Problem details:
Collect every row below that contains the word "curtain" and copy each one in full.

• • •

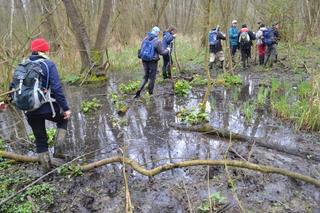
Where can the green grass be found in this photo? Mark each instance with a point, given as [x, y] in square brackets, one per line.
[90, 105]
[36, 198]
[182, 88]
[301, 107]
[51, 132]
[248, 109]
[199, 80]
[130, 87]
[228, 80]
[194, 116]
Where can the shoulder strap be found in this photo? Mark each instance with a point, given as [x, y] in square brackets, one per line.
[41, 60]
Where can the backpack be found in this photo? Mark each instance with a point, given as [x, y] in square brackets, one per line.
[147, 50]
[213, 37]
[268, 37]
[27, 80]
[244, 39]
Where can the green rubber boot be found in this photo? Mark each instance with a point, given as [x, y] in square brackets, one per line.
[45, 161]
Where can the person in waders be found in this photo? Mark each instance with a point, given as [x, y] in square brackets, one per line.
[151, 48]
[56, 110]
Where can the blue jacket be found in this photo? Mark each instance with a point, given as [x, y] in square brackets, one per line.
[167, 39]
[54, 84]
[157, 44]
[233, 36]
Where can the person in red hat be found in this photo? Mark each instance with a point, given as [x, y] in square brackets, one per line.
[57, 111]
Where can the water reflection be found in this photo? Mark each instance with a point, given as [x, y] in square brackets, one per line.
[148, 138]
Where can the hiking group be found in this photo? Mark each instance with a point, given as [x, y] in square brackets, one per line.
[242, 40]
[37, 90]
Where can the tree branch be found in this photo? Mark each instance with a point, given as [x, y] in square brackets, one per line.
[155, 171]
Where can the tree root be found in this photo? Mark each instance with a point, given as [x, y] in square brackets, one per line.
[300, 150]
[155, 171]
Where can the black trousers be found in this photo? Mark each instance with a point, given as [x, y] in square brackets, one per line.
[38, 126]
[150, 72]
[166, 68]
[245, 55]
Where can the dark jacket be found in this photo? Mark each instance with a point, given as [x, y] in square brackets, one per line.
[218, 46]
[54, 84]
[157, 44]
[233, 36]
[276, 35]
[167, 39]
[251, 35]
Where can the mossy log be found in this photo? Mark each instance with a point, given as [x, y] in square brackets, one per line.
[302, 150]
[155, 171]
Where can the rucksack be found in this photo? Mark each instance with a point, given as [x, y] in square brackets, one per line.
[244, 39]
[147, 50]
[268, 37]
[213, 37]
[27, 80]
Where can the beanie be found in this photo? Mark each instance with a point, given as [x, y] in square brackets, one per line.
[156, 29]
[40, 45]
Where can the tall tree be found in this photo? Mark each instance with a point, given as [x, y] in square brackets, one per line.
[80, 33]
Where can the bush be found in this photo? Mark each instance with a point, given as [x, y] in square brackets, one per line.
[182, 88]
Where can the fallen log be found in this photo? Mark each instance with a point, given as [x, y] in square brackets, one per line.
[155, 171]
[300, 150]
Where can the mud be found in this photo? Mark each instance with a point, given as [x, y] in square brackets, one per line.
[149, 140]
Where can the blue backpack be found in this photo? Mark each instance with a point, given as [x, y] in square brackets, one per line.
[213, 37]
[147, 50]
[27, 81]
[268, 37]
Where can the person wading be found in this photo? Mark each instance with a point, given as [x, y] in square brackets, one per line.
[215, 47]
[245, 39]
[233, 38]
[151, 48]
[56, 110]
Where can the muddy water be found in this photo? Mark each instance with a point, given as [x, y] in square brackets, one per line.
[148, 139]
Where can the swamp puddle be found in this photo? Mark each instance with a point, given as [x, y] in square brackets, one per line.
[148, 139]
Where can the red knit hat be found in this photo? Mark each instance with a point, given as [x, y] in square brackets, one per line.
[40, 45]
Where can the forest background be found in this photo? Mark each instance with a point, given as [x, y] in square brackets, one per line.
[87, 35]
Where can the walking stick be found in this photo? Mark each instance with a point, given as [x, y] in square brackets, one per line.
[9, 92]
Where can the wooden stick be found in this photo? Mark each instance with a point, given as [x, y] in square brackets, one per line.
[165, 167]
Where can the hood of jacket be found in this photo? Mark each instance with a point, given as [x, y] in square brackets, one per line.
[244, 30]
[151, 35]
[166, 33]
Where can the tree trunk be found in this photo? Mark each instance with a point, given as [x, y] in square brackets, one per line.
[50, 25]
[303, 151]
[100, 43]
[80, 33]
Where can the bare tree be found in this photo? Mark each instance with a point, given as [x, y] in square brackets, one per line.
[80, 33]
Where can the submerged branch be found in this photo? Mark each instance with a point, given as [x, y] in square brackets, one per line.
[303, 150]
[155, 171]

• • •

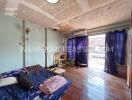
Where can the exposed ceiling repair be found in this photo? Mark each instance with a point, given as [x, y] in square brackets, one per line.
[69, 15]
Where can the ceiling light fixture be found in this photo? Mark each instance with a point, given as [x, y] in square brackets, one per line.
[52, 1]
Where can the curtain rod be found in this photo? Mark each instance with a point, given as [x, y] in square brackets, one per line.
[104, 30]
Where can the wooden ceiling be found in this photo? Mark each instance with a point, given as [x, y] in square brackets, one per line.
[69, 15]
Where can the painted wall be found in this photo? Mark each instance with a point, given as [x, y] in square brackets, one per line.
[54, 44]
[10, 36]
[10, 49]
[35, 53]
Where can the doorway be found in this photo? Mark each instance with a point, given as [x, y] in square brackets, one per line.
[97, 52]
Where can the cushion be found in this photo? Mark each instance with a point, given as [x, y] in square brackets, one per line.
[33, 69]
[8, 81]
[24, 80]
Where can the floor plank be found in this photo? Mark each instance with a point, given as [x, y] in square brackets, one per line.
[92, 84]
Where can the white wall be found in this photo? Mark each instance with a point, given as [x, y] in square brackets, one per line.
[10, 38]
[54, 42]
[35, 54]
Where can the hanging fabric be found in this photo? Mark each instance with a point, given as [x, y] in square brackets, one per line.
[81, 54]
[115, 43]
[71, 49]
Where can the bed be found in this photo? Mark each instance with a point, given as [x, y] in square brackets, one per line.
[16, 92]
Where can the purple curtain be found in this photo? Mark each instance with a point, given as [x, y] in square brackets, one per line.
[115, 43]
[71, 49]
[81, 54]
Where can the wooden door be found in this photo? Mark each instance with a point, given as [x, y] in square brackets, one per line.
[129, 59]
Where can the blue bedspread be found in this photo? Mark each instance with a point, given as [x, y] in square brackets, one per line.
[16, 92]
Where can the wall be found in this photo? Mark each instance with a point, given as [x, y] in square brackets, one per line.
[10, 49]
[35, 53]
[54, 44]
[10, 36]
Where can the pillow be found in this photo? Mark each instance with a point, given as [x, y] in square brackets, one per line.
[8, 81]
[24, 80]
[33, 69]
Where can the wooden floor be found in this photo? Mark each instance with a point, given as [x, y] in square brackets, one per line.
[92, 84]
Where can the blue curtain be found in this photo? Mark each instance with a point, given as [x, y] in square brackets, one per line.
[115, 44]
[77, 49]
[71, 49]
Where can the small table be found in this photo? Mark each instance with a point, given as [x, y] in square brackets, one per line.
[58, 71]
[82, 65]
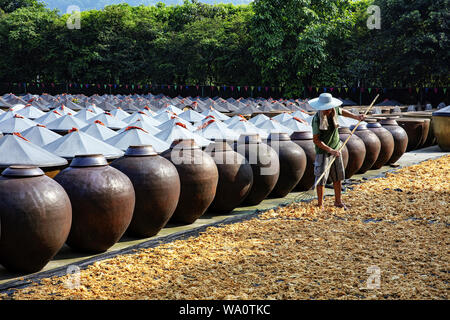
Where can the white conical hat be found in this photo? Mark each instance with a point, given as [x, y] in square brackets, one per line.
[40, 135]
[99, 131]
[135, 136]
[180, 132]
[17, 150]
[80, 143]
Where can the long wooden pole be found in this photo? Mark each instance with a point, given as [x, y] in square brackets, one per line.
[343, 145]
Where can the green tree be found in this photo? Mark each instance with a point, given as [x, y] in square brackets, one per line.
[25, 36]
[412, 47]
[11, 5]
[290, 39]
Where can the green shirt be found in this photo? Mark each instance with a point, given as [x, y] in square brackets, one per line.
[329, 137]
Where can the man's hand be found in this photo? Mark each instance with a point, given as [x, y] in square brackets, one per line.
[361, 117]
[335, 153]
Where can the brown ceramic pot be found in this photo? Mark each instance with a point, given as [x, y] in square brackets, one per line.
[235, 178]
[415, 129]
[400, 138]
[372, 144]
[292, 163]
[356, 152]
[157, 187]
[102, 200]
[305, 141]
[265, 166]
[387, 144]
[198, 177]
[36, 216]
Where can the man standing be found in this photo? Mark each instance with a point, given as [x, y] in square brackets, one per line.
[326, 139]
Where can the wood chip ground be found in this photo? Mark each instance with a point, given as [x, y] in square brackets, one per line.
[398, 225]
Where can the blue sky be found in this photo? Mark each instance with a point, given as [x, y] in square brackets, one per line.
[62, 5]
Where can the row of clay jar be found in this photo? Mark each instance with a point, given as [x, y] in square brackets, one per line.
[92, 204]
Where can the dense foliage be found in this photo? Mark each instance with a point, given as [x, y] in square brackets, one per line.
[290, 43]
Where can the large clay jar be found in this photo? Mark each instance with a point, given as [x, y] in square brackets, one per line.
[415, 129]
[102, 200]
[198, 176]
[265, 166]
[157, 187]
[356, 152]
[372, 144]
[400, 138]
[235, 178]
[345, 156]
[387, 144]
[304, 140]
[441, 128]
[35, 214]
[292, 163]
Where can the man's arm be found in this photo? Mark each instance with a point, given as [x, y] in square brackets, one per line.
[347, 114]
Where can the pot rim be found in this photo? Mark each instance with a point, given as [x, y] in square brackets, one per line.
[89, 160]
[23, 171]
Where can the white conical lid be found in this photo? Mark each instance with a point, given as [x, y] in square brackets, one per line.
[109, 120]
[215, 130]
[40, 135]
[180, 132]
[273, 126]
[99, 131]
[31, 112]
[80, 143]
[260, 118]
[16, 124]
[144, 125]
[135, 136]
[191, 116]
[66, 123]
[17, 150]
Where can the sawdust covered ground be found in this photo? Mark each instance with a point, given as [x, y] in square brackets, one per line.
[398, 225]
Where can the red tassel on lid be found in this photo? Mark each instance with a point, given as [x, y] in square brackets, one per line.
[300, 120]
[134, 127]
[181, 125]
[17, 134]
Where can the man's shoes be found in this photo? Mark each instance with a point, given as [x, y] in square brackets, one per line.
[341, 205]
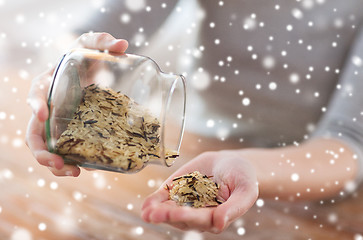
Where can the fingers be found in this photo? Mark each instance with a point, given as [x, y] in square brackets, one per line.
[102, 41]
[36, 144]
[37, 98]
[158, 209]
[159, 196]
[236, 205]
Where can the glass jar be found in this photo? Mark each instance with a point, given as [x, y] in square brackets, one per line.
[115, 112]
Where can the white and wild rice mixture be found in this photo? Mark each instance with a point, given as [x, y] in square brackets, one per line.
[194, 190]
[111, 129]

• • •

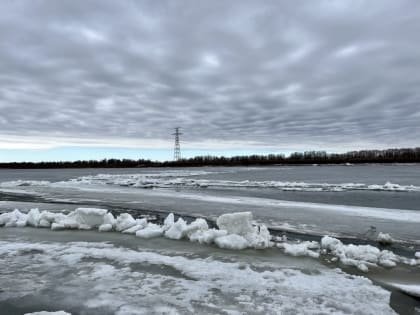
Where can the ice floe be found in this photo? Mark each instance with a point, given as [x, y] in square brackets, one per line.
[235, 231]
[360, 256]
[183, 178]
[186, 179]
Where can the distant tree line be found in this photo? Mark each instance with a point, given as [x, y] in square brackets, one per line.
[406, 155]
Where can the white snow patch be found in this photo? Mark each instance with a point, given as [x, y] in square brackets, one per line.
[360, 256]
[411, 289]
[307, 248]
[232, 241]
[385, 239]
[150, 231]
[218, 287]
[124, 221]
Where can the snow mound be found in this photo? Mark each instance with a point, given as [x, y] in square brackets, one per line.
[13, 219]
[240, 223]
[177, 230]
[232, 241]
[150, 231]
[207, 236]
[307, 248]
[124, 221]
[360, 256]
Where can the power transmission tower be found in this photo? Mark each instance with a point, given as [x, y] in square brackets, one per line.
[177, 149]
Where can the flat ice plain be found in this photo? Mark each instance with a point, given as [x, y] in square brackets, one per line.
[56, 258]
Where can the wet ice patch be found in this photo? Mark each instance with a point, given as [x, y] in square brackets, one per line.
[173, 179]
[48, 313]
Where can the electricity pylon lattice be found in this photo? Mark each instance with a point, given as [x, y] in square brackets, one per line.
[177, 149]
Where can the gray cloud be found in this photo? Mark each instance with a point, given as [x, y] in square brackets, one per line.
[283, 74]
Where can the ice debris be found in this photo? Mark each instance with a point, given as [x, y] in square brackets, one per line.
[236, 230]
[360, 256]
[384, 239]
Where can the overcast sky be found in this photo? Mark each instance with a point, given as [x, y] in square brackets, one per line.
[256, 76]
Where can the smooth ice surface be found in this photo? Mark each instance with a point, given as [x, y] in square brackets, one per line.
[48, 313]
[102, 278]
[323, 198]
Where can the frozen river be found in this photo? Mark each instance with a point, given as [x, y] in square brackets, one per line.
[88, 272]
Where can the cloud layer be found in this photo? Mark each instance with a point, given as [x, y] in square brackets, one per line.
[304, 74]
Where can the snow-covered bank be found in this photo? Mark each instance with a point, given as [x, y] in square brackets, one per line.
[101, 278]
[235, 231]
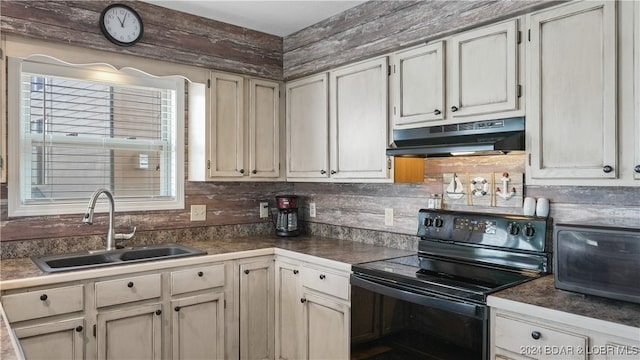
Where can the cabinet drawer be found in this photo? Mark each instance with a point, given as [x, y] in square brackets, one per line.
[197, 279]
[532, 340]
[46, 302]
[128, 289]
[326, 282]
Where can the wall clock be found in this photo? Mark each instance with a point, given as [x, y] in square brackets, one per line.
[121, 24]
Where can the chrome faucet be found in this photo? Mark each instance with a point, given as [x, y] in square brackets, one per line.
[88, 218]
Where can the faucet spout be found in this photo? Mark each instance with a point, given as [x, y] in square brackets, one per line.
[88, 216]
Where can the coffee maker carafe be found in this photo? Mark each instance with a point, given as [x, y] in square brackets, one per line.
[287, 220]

• • •

Solution to this exercise:
Where can the curtain rod be found in this photo? Mark each instance with a point, given as [x, y] in square brackets, one per line.
Where can the purple curtain be found in this photo? Mark each instance with a point, given as [x, y] in square brackets, one per line.
Where can the blue curtain be found in this photo? Mark each instance with a point, given as [x, y] in square brackets, one per line.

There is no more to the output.